• [Task brief]:
Return each of the lines below verbatim, with no changes of any kind.

• [Data extract]:
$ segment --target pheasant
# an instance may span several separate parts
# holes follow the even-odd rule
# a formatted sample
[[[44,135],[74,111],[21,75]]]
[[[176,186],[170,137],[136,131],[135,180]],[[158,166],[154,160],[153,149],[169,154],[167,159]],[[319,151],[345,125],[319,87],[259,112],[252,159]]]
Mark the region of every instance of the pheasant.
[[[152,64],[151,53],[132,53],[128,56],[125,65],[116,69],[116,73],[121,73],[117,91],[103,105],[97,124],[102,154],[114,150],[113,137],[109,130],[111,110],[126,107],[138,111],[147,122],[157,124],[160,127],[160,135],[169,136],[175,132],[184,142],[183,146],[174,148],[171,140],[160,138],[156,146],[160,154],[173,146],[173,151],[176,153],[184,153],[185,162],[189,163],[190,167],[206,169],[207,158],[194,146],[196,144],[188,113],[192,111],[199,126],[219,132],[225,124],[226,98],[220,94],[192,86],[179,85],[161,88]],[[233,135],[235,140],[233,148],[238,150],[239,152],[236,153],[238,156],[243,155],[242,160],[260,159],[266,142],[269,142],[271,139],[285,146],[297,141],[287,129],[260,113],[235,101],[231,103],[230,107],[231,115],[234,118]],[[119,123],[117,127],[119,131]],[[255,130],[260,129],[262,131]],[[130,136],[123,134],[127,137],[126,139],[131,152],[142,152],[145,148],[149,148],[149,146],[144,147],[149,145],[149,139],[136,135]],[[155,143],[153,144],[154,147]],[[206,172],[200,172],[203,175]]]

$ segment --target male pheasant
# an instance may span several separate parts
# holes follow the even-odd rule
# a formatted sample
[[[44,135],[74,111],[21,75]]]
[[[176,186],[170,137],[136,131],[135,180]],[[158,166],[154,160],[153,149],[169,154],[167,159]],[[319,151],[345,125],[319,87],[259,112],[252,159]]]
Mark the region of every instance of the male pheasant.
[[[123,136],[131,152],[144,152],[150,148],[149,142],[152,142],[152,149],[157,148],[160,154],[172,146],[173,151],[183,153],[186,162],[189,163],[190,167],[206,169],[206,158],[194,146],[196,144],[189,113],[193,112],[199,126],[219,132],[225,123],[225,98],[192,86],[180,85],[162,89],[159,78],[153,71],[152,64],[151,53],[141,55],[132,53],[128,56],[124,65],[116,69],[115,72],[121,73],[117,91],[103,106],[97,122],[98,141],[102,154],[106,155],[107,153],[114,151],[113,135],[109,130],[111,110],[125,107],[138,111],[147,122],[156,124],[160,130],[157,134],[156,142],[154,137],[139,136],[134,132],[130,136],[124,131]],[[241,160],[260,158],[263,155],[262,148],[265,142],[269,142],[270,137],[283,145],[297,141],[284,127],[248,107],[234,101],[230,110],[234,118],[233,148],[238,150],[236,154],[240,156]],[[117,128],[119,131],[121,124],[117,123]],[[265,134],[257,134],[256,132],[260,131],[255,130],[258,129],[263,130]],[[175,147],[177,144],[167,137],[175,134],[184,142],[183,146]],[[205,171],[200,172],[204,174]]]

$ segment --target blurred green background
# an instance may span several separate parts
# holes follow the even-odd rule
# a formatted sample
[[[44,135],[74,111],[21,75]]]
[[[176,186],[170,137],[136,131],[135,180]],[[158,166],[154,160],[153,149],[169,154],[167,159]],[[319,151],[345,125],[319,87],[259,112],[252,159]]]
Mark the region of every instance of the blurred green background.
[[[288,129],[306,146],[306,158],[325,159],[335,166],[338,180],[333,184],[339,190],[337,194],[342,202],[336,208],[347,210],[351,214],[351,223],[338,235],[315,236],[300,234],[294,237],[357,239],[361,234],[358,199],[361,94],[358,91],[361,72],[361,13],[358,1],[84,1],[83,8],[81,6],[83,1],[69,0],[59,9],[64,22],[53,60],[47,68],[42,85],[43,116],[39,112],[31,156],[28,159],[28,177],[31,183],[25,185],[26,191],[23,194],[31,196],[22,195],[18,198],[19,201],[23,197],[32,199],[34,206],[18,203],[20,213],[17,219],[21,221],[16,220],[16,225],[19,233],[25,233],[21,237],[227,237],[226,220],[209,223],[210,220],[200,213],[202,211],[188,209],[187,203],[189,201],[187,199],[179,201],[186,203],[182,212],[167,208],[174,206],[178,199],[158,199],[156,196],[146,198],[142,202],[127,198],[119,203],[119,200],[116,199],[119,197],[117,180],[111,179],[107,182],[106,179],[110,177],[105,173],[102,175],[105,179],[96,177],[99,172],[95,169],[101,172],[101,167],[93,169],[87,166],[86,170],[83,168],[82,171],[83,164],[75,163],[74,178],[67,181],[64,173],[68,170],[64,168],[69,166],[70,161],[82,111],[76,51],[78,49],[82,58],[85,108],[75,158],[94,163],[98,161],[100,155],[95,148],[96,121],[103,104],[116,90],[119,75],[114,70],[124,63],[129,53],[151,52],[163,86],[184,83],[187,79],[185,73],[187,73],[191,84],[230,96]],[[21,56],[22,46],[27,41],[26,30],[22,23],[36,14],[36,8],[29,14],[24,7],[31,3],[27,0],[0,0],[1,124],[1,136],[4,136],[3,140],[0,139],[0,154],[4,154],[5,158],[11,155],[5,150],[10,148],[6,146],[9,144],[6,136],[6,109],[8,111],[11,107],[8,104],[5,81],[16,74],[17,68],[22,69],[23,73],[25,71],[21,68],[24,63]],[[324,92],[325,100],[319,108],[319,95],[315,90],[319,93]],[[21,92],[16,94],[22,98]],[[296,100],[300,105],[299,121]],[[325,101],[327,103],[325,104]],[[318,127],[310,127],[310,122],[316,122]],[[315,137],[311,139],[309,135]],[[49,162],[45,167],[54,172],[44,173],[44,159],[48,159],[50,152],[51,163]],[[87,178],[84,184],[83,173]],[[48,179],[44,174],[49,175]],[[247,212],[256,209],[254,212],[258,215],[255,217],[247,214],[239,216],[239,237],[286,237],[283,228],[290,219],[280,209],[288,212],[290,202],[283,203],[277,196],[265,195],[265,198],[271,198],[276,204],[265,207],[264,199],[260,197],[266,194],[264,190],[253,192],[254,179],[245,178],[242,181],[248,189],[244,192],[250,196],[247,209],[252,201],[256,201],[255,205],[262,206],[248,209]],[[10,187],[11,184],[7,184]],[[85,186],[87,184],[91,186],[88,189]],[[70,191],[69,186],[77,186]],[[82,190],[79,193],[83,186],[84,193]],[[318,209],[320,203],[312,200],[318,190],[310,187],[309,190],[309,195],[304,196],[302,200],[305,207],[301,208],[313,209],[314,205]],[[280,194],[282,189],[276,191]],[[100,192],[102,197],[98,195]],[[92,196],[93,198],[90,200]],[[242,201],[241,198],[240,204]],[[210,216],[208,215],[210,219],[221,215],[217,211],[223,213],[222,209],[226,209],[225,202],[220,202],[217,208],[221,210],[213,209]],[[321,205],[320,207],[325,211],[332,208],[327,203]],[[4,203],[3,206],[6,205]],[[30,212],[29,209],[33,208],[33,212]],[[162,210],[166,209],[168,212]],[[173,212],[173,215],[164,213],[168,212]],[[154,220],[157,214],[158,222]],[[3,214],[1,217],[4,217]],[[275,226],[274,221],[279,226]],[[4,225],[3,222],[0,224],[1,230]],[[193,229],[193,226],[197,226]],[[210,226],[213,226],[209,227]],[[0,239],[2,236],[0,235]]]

• [Task result]:
$ segment --target pheasant
# an instance may span several separate parts
# holes follow the even-odd rule
# a formatted sample
[[[44,135],[74,111],[21,75]]]
[[[176,186],[170,137],[136,131],[135,180]],[[158,166],[154,160],[153,149],[169,154],[167,159]],[[319,151],[345,125],[319,87],[259,112],[252,159]]]
Mark the region of every instance of the pheasant.
[[[152,64],[151,53],[132,53],[128,56],[125,65],[116,69],[116,73],[121,73],[117,91],[103,105],[97,124],[102,154],[114,150],[113,137],[109,130],[111,110],[126,107],[138,111],[147,122],[157,124],[160,127],[160,135],[169,136],[175,132],[184,142],[183,146],[174,148],[171,140],[160,138],[156,146],[160,154],[173,146],[173,151],[176,153],[184,153],[185,162],[189,163],[190,167],[206,169],[207,158],[194,146],[196,144],[188,113],[192,111],[199,126],[219,132],[225,124],[226,98],[220,94],[192,86],[179,85],[161,88]],[[233,135],[235,140],[233,148],[238,150],[239,152],[236,153],[238,156],[243,155],[242,160],[260,159],[266,142],[269,142],[271,139],[285,146],[297,141],[287,129],[260,113],[235,101],[231,103],[230,107],[231,115],[234,118]],[[119,123],[117,127],[119,131]],[[255,130],[260,129],[262,131]],[[130,136],[123,134],[127,137],[126,139],[131,152],[142,152],[145,148],[149,148],[149,146],[144,147],[149,145],[149,139],[136,135]],[[155,143],[153,144],[154,147]],[[206,172],[200,172],[203,175]]]

$ segment --target male pheasant
# an instance may span several separate parts
# holes follow the even-odd rule
# a formatted sample
[[[44,135],[74,111],[21,75]]]
[[[176,186],[170,137],[136,131],[135,180]],[[158,166],[154,160],[153,149],[169,154],[167,159]],[[319,151],[345,125],[319,87],[259,112],[252,159]]]
Mark the region of every instance of the male pheasant.
[[[123,136],[131,152],[144,152],[150,148],[149,142],[152,142],[152,149],[157,148],[160,154],[172,146],[173,151],[183,153],[186,162],[189,163],[190,167],[206,169],[206,158],[194,146],[196,144],[189,113],[193,112],[199,126],[219,132],[225,123],[225,98],[192,86],[180,85],[162,89],[159,78],[153,71],[152,64],[151,53],[141,55],[132,53],[128,56],[124,65],[116,69],[115,72],[121,73],[117,91],[103,106],[97,122],[98,141],[102,154],[106,155],[107,153],[114,151],[113,135],[109,130],[111,110],[125,107],[138,111],[147,122],[156,124],[160,130],[157,134],[156,142],[154,137],[139,136],[134,132],[130,136],[124,131]],[[241,160],[260,158],[263,155],[262,148],[265,142],[269,142],[270,137],[283,145],[297,141],[284,127],[248,107],[234,101],[230,110],[234,118],[233,148],[238,150],[236,154],[240,156]],[[117,128],[119,131],[121,124],[117,123]],[[265,134],[257,134],[256,132],[260,131],[255,130],[258,129],[263,130]],[[175,147],[177,144],[167,137],[175,134],[184,142],[183,146]],[[205,171],[200,172],[204,174]]]

$ segment --target blurred green background
# an instance may span several separate parts
# holes follow the even-odd rule
# a formatted sample
[[[44,135],[74,111],[21,75]]]
[[[176,186],[170,137],[136,131],[135,180]],[[158,166],[154,160],[153,149],[169,154],[167,159]],[[319,151],[345,125],[319,87],[259,112],[252,159]]]
Mark the region of every instance of the blurred green background.
[[[288,129],[306,146],[306,158],[325,159],[335,166],[338,180],[333,184],[339,190],[337,194],[342,202],[336,208],[347,210],[351,214],[351,223],[338,235],[315,236],[300,234],[294,237],[357,239],[361,234],[358,199],[361,94],[358,91],[361,72],[361,13],[358,1],[84,1],[83,8],[81,6],[83,1],[69,0],[59,9],[64,22],[53,60],[47,68],[42,85],[43,116],[39,112],[31,156],[28,159],[28,177],[31,183],[25,185],[26,191],[23,194],[31,196],[22,195],[18,198],[19,201],[23,197],[32,199],[34,206],[18,203],[20,213],[17,219],[21,221],[16,220],[16,225],[19,233],[25,233],[21,237],[227,237],[226,220],[209,223],[210,220],[200,213],[202,211],[188,209],[187,203],[189,201],[187,199],[179,201],[186,203],[182,212],[167,208],[174,206],[178,199],[158,199],[156,196],[146,198],[142,202],[127,198],[119,203],[119,200],[116,199],[119,197],[117,180],[111,179],[107,182],[106,179],[110,177],[105,173],[102,175],[105,179],[96,177],[99,172],[95,169],[101,172],[101,167],[93,169],[87,166],[86,170],[83,168],[82,171],[83,164],[75,163],[74,178],[67,181],[64,173],[68,170],[64,168],[69,166],[70,161],[82,111],[76,51],[78,49],[82,58],[85,108],[75,158],[94,163],[98,161],[100,155],[95,148],[96,121],[103,104],[116,90],[119,75],[114,70],[124,63],[129,53],[151,52],[163,86],[184,83],[187,79],[185,73],[187,73],[191,84],[230,96]],[[21,56],[22,46],[27,41],[26,30],[22,23],[36,14],[36,8],[29,14],[24,7],[31,3],[27,0],[0,0],[1,124],[1,136],[4,136],[3,140],[0,139],[0,154],[4,154],[5,158],[11,155],[5,150],[10,148],[6,146],[9,144],[6,136],[6,109],[8,111],[11,107],[8,104],[5,81],[16,74],[17,68],[22,69],[23,73],[25,71],[21,68],[24,63]],[[324,92],[325,100],[319,108],[319,95],[315,90],[319,93]],[[21,92],[16,94],[22,98]],[[296,100],[300,105],[299,121]],[[325,101],[327,103],[325,104]],[[318,127],[310,127],[310,122],[316,122]],[[315,137],[311,139],[309,135]],[[49,162],[45,167],[54,172],[44,173],[44,159],[48,159],[50,152],[51,163]],[[87,178],[84,184],[83,173]],[[48,179],[44,174],[49,175]],[[247,212],[256,209],[254,212],[258,215],[255,217],[247,214],[239,216],[239,237],[286,237],[283,228],[290,219],[280,209],[288,212],[290,202],[283,203],[277,196],[265,195],[265,198],[271,198],[276,204],[265,207],[264,199],[260,197],[266,194],[264,190],[253,192],[254,179],[245,178],[242,181],[248,189],[244,192],[250,196],[247,209],[252,201],[256,201],[255,205],[262,206],[248,209]],[[10,187],[11,184],[7,184]],[[85,186],[87,184],[91,186],[88,189]],[[70,191],[69,186],[77,186]],[[82,190],[79,193],[83,186],[84,193]],[[318,209],[320,203],[312,200],[318,190],[310,187],[309,190],[309,195],[304,196],[302,200],[305,207],[301,208],[313,209],[314,205]],[[280,194],[282,189],[276,191]],[[100,192],[102,197],[98,195]],[[92,196],[93,198],[90,200]],[[242,201],[241,198],[240,204]],[[210,216],[208,215],[210,219],[221,215],[217,211],[223,213],[222,209],[226,209],[225,202],[220,202],[217,208],[221,210],[213,209]],[[321,205],[320,207],[325,211],[332,208],[327,203]],[[4,203],[3,206],[6,205]],[[30,212],[29,209],[33,208],[33,212]],[[162,210],[166,209],[168,212]],[[173,212],[173,215],[164,213],[168,212]],[[154,220],[157,214],[158,222]],[[3,214],[1,217],[4,217]],[[275,226],[274,221],[279,226]],[[4,225],[3,222],[0,224],[1,230]],[[193,229],[193,226],[197,226]],[[210,226],[213,226],[209,227]],[[0,239],[2,236],[0,235]]]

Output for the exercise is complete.